Could you rewrite all the items below, substituting "one point per instance" for "one marker per instance" and changing nothing else? Leave the pictures out of your answer.

Raw items:
_ _ _ _ _
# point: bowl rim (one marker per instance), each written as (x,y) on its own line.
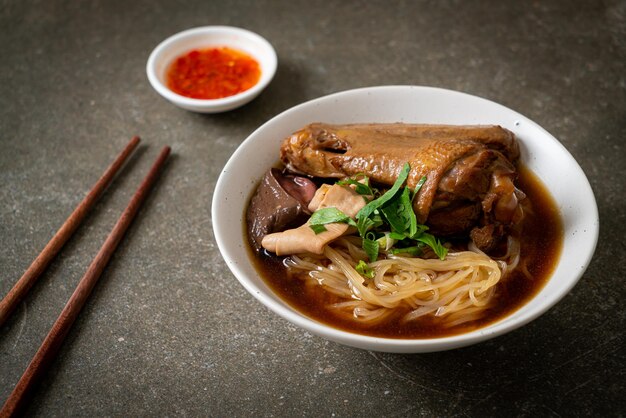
(418,345)
(267,74)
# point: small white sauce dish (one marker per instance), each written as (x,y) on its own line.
(207,37)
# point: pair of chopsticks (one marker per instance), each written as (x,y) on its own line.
(61,327)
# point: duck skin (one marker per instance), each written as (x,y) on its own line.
(470,170)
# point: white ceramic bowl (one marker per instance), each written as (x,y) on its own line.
(541,152)
(207,37)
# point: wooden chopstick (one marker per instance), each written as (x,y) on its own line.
(30,276)
(61,327)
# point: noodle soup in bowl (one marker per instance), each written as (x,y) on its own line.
(540,153)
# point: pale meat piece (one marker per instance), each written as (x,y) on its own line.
(470,170)
(303,239)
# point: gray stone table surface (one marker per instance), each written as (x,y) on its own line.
(168,330)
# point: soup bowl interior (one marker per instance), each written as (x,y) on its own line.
(541,152)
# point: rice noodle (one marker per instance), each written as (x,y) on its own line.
(456,290)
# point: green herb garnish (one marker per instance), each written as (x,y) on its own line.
(364,270)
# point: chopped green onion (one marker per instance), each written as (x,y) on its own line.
(364,270)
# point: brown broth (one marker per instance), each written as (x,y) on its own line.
(541,242)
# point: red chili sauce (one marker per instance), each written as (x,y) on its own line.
(212,73)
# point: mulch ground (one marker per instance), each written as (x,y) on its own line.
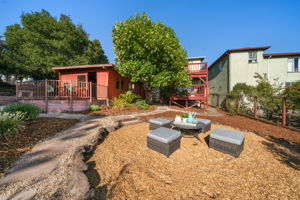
(13,146)
(244,123)
(122,167)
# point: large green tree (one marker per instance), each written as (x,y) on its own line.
(149,52)
(41,42)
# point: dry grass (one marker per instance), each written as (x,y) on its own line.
(122,167)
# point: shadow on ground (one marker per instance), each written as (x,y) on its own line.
(287,153)
(93,175)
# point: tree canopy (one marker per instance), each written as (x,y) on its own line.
(41,42)
(149,52)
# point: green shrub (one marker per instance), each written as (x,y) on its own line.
(10,122)
(129,96)
(185,115)
(142,105)
(94,108)
(30,110)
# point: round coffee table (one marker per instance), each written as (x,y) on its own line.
(188,130)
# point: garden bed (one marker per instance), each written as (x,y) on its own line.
(14,145)
(244,123)
(122,167)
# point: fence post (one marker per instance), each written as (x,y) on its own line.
(283,111)
(254,107)
(238,104)
(71,100)
(46,95)
(218,100)
(227,103)
(17,90)
(91,92)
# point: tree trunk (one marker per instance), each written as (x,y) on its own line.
(148,90)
_ _ _ _ _
*Result below:*
# point: bowl rim (one point per instance), each written as (x,y) on its own line.
(418,345)
(267,74)
# point: small white sauce dish (one point per instance), each written as (x,y) on its own line.
(207,37)
# point: pair of chopsticks (one point per instance), each written as (x,y) on its own line.
(61,327)
# point: duck skin (one point per instance), each written as (x,y) on its own line.
(470,170)
# point: white ceramic bowl (one point per instance), each written as (x,y) on its own line.
(541,152)
(207,37)
# point: wooden chopstick (one point per instance), each written as (x,y) on its own line.
(30,276)
(61,327)
# point: noodle soup in bowl (one point per instance), each written as (x,y) on its own line.
(540,153)
# point: pale meat piece (one point per instance), each written as (x,y) on its own line.
(470,170)
(303,239)
# point: gray stone table surface (one point per instance), each written as (x,y) on its own line.
(168,330)
# point: soup bowl interior (one point per instance), each written as (x,y) on its own line.
(541,152)
# point: rice noodle (one point per instance), each written as (x,y) on its own line.
(456,290)
# point: green herb garnish (one point per instance), each written as (x,y) on its own line.
(364,270)
# point: chopped green onion (one point per instance), each written as (x,y) on its own line.
(364,270)
# point: brown broth (one point per instance), each written as (x,y) on its own line.
(541,242)
# point: red chili sauce (one point per instance), each written as (x,y) on its own line.
(212,73)
# point: mulch ground (one point per instance), each written as (x,y) on its own line.
(13,146)
(244,123)
(122,167)
# point: large green tree (one point per instance), each written as (x,y) on its own line.
(149,52)
(41,42)
# point: dry grass (one point per instance), each written as (x,y) on its own line.
(122,167)
# point: shadow on ground (one point per instance), each written as (x,y) on its own line.
(287,153)
(93,175)
# point: tree canopy (one point per instance), each written as (x,y) on its own line.
(41,42)
(149,52)
# point: green shrub (one point per instance), each written as (x,y) on its own line.
(10,122)
(129,96)
(185,115)
(142,105)
(94,108)
(30,110)
# point: round coffee table (one point per instance), each written as (x,y) on its own line.
(188,130)
# point: garden bed (one point per instance), each written as (x,y) on its own line.
(14,145)
(244,123)
(122,167)
# point: fence post (one point per instance), each written as (x,y) on its own line.
(283,111)
(254,107)
(238,104)
(71,100)
(46,95)
(218,100)
(227,103)
(17,90)
(91,92)
# point: tree trunk (one point per instance), each written as (x,y) on its own line.
(148,90)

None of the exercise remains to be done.